TEXTO DE ORIGEN:
──────────────────────────────

Como resultado de las fusiones de hospitales 1.049 trabajadores fueron echados a la calle, al tiempo que en las mismas entidades se crearon 431 cargos, la mayoría en míseras condiciones de contratación. Los despidos y la conculcación de derechos serán también el resultado principal de la llamada reestructuración que, además, profundizará la extinción de la salud pública.
Pero si a esto le sumamos, entre otros vejámenes, la nefasta política del gobierno distrital de establecer tarifas irrisorias para pagarles a los hospitales públicos la atención de los pacientes vinculados, mientras irriga fortunas para los negociantes privados de la salud, como se denunció en la pasada edición de Tribuna Roja, y el desmonte sistemático del Sisben para los estratos I y II, el panorama de la salud púbica en Bogotá se torna desastroso para los trabajadores y la población pobre que depende de este servicio.

──────────────────────────────

TAREA ASIGNADA: Reproduce sin cambios el fragmento del texto sobre la salud pública en Bogotá que empieza con las palabras que contienen "Como resultado de" y termina con "de este servicio.".

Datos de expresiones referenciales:
──────────────────────────────

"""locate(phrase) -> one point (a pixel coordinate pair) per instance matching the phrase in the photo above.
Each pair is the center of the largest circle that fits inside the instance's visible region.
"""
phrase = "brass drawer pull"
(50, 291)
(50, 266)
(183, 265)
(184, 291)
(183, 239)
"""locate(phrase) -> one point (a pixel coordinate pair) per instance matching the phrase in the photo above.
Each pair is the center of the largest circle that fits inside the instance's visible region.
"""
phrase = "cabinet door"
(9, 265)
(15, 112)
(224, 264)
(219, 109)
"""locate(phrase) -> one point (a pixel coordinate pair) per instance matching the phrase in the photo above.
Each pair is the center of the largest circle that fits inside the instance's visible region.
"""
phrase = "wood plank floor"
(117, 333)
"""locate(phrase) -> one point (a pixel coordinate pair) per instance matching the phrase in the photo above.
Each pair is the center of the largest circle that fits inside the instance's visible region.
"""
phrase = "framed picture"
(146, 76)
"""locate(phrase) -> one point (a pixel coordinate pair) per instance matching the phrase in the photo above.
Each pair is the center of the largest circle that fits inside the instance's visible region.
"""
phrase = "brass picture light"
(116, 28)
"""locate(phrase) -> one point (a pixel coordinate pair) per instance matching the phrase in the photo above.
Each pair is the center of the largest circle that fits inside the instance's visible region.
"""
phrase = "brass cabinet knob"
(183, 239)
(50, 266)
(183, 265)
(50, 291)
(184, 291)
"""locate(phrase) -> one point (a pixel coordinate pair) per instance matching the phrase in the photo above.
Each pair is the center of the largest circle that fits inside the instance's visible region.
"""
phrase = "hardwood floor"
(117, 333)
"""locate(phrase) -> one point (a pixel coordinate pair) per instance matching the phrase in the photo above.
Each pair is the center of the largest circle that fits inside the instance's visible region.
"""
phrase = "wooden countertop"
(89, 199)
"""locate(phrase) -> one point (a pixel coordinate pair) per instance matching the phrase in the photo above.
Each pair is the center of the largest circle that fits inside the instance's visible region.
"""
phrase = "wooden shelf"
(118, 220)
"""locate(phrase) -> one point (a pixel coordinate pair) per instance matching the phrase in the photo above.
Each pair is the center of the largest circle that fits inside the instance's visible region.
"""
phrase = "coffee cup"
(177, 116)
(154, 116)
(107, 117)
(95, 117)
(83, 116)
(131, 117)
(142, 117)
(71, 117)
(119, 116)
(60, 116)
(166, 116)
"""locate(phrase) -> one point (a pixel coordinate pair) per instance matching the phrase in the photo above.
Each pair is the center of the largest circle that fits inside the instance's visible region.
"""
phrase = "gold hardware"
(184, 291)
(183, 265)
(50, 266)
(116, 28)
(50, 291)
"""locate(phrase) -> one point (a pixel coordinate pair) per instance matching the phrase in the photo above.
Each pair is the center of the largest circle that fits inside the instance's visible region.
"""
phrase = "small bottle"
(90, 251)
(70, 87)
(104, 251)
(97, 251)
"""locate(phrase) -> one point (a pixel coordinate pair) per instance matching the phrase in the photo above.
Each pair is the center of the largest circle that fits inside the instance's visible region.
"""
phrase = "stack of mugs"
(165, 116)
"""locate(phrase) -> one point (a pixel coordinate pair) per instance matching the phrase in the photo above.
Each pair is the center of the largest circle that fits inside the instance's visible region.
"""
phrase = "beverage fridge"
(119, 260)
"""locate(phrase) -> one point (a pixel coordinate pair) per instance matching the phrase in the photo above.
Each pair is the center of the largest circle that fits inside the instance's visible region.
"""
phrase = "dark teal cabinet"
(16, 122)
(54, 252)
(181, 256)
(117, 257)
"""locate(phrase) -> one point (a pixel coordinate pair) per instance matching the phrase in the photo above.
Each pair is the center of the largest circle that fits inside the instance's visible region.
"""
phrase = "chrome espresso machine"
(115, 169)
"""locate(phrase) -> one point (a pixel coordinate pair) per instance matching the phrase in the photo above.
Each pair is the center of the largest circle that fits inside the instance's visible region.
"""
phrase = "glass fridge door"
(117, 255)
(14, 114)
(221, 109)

──────────────────────────────

TU RESPUESTA:
Como resultado de las fusiones de hospitales 1.049 trabajadores fueron echados a la calle, al tiempo que en las mismas entidades se crearon 431 cargos, la mayoría en míseras condiciones de contratación. Los despidos y la conculcación de derechos serán también el resultado principal de la llamada reestructuración que, además, profundizará la extinción de la salud pública.
Pero si a esto le sumamos, entre otros vejámenes, la nefasta política del gobierno distrital de establecer tarifas irrisorias para pagarles a los hospitales públicos la atención de los pacientes vinculados, mientras irriga fortunas para los negociantes privados de la salud, como se denunció en la pasada edición de Tribuna Roja, y el desmonte sistemático del Sisben para los estratos I y II, el panorama de la salud púbica en Bogotá se torna desastroso para los trabajadores y la población pobre que depende de este servicio.